— START OF Supplied data —

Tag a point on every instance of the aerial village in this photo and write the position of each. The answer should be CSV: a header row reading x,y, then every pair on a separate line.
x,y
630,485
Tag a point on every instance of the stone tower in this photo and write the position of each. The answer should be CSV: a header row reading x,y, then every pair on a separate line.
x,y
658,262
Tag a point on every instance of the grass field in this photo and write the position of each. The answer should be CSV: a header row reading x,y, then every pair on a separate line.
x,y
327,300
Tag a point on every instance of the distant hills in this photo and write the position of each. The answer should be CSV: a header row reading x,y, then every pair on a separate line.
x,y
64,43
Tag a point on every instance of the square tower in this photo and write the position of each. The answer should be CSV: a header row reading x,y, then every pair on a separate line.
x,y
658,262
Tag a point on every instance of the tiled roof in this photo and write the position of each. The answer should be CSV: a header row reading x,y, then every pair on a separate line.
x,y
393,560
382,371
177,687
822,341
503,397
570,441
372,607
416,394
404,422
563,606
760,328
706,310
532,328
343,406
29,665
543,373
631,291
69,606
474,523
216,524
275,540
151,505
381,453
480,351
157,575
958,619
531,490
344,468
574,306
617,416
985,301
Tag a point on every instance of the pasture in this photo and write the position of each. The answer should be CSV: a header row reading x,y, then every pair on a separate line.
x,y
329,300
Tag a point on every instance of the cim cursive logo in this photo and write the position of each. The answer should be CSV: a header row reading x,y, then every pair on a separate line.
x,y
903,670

— END OF Supplied data —
— START OF Supplied data —

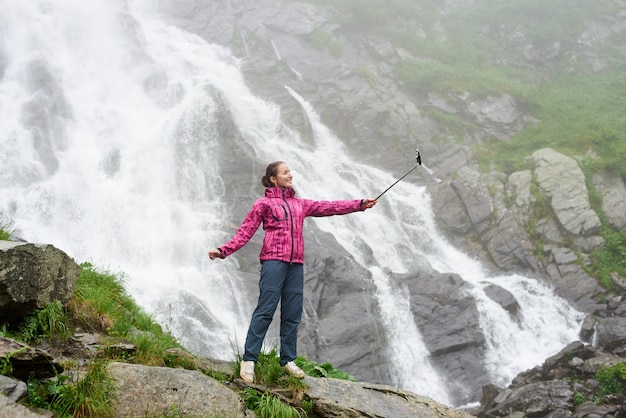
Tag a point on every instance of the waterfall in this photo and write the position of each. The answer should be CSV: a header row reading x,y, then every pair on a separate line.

— END OF Supplied data —
— START OF Supplied data —

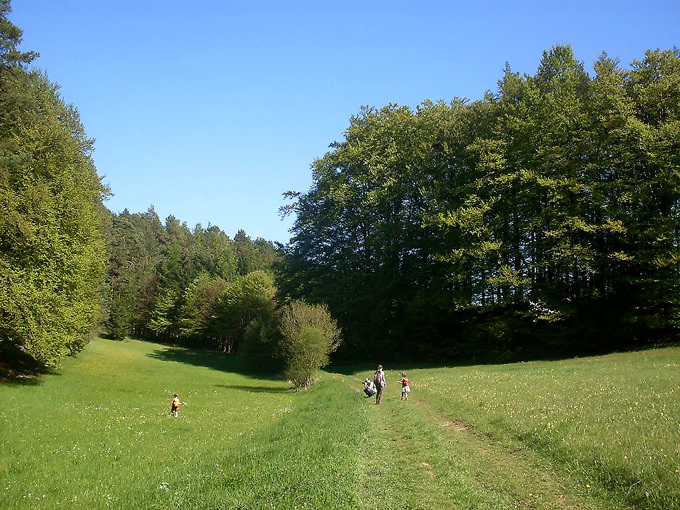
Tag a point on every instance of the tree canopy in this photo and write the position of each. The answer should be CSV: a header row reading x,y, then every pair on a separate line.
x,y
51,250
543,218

— END OF Supplied data —

The task => Which lines in the material above contain the word "tower"? Copy each of those lines in full.

Answer below =>
Tag a point on every instance of the stone tower in this photo and write the position of each. The answer should be CSV: a header row reading x,y, then every pair on a separate line.
Tag a point on every instance of the square tower in this photo and write the position of each. The answer should be CSV: a header row reading x,y, then every pair on a separate line.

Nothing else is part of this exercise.